Un enseignement de l’état d’urgence sanitaire
Attention : je ne dis pas que les services gérés par le Conseil départemental sont inutiles, bien loin de là… mais je prétends que les instances de la collectivité n’ont guère de raison d’être.
L’assemblée plénière qui est composée de 54 élus est réputée débattre au moins 4 fois par an en séance publique de tous les sujets de compétence territoriale.
Toutefois, à l’exception du vote des plus importantes questions budgétaires, l’assemblée a toute latitude pour déléguer ses compétences à une commission permanente se réunissant une fois par mois dans la même composition exactement et tant qu’à faire au même endroit… sans que les citoyens soient autorisés à assister aux débats, et même à en avoir ultérieurement connaissance.
Par ailleurs, en « routine » l’assemblée peut aussi déléguer à son Président un certain nombre d’attributions complétant ses pouvoirs propres pour faciliter le fonctionnement de l’institution.
De manière à en assurer la continuité du fonctionnement et à en favoriser la réactivité pendant la période d’état d’urgence sanitaire, une loi et des ordonnances ont donné quasiment les pleins pouvoirs au Président du Conseil départemental… en lui faisant simplement obligation d’en rendre compte lors de la plus proche réunion de l’assemblée ou de la commission permanente.
Au motif affiché de préserver la collégialité des décisions (et par conséquent d’en partager la responsabilité), l’assemblée départementale d’Ille-et-Vilaine a décidé de réduire le périmètre de la délégation de plein droit accordée à son Président par défaut.

CONSIGNE ÉCRITE A »
À partir du texte sur le Conseil départemental, répondez aux questions suivantes :
(i) Combien d'élus composent l'assemblée plénière ?
(ii) À quelle fréquence se réunit la commission permanente ?
(iii) Quelle obligation la loi et les ordonnances imposent-elles au Président pendant l'état d'urgence sanitaire ?
Le texte et les entrées forment deux matériaux indépendants.

MATÉRIEL DE TRAVAIL »
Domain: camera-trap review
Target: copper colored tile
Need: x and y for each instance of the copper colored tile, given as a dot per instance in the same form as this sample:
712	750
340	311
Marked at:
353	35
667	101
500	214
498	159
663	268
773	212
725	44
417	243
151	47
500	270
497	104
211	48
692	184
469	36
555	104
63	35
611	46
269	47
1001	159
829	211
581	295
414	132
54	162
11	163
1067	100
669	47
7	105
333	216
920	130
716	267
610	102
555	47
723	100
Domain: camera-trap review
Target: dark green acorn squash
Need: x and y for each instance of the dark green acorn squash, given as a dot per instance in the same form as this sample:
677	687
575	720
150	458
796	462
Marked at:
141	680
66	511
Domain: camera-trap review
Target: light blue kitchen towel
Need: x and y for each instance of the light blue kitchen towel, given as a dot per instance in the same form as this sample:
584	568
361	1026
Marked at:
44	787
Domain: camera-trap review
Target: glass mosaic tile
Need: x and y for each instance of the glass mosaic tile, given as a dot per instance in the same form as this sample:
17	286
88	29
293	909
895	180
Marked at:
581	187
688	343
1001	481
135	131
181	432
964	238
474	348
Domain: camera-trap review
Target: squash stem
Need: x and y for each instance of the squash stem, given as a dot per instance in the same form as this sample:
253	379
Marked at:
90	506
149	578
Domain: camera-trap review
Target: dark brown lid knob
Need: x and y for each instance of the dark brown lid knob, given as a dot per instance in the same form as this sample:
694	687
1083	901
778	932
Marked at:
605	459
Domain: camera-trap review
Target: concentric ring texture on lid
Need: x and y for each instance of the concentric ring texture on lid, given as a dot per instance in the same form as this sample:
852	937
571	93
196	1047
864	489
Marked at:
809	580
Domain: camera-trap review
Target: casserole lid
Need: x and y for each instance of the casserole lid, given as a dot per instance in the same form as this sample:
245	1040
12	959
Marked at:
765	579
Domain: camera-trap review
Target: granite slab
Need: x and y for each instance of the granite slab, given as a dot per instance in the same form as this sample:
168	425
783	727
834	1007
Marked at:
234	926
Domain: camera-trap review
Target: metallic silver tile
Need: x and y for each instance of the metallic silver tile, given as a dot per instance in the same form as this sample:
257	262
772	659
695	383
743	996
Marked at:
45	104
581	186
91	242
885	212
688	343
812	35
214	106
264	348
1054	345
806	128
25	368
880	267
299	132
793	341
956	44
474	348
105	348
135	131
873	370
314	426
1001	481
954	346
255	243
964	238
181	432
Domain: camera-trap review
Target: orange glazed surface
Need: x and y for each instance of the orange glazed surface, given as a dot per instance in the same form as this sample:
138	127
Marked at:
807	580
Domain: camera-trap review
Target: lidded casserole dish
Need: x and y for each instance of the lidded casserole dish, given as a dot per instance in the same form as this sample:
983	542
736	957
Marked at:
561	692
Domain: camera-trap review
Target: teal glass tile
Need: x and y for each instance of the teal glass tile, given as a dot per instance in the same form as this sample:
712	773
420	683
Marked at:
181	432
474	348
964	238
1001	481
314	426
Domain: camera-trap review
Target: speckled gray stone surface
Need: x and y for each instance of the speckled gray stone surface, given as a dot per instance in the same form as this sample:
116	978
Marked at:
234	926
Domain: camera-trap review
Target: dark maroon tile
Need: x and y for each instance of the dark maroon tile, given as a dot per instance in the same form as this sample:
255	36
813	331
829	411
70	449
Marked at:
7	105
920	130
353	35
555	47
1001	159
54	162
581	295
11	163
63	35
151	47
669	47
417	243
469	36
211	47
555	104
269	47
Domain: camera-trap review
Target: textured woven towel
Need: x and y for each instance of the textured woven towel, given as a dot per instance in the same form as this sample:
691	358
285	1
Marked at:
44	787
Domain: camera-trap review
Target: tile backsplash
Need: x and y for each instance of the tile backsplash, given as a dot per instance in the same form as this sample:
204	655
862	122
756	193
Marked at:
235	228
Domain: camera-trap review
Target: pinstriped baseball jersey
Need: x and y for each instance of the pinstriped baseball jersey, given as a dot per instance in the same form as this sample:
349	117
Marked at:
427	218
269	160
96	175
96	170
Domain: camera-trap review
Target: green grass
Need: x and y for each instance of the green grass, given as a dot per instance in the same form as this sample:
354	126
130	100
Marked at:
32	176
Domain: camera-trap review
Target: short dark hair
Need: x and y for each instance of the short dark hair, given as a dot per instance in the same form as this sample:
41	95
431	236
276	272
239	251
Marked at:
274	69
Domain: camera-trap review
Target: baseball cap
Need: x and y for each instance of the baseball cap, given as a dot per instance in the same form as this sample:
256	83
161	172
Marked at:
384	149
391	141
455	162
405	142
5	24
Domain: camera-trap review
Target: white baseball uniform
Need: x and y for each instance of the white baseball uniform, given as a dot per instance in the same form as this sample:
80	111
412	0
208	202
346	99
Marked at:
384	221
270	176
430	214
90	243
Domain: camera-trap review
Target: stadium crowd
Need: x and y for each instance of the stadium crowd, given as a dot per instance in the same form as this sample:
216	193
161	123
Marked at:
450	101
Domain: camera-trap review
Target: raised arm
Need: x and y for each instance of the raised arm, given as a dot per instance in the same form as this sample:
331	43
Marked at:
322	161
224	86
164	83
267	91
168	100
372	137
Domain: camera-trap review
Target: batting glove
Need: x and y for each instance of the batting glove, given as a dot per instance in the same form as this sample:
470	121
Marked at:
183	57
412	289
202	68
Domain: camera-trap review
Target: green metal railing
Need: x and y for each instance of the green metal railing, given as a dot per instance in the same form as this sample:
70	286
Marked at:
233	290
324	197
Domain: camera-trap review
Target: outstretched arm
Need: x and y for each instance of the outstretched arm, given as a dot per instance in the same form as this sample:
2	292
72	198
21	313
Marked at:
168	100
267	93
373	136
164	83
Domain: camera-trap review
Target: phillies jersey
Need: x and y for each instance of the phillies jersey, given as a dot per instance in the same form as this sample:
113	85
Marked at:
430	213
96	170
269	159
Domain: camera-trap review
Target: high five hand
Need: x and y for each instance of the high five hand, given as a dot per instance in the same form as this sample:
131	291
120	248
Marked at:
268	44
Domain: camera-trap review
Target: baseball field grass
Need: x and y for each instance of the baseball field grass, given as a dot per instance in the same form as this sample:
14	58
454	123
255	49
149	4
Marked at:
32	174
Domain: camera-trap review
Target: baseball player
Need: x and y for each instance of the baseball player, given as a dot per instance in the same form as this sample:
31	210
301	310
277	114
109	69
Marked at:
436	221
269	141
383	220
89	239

CONSIGNE ÉCRITE B »
Signalez chaque ligne des entrées contenant la chaîne « granite », en tenant compte de la casse.

RÉPONSE PROPOSÉE A »
(i) 54 élus.
(ii) Une fois par mois.
(iii) En rendre compte lors de la plus proche réunion de l'assemblée ou de la commission permanente.

RÉPONSE PROPOSÉE B »
Target: granite slab
Need: x and y for each instance of the granite slab, given as a dot per instance in the same form as this sample:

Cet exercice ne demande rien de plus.